| Provided material |
◇ ◇ ◇ ◇ ◇ ◇ ◇
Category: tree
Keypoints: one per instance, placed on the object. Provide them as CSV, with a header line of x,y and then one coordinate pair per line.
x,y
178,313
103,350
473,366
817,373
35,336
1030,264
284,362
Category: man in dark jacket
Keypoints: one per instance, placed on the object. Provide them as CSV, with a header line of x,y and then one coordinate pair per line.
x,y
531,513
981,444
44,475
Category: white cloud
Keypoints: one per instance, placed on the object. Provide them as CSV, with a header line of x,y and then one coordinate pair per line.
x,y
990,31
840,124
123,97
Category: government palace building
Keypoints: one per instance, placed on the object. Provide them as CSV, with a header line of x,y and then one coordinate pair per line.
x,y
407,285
◇ ◇ ◇ ◇ ◇ ◇ ◇
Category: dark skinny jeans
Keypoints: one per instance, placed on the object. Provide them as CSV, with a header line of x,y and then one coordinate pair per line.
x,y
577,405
◇ ◇ ◇ ◇ ◇ ◇ ◇
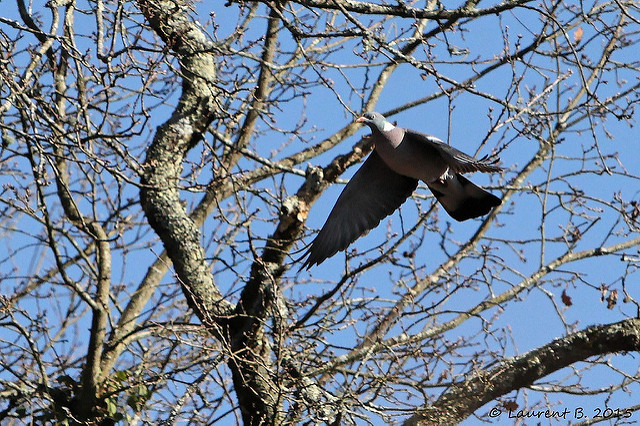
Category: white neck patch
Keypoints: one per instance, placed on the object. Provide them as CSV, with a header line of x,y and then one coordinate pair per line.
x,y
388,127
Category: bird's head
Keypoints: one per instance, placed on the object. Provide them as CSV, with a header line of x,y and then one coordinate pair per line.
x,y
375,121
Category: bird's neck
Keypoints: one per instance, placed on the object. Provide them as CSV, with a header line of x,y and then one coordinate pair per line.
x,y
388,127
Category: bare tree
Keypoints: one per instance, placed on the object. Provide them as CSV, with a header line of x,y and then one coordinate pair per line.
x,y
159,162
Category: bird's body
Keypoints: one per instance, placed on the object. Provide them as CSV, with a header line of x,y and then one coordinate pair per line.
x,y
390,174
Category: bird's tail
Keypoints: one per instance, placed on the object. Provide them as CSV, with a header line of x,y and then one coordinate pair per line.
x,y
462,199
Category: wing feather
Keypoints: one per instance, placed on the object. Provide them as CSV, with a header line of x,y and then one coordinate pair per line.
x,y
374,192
◇ ◇ ◇ ◇ ◇ ◇ ◇
| Given exercise |
Pull out every line of the data above that contains the string "neck". Case counts.

| Worked solution |
Category: white neck patch
Category: bird's neck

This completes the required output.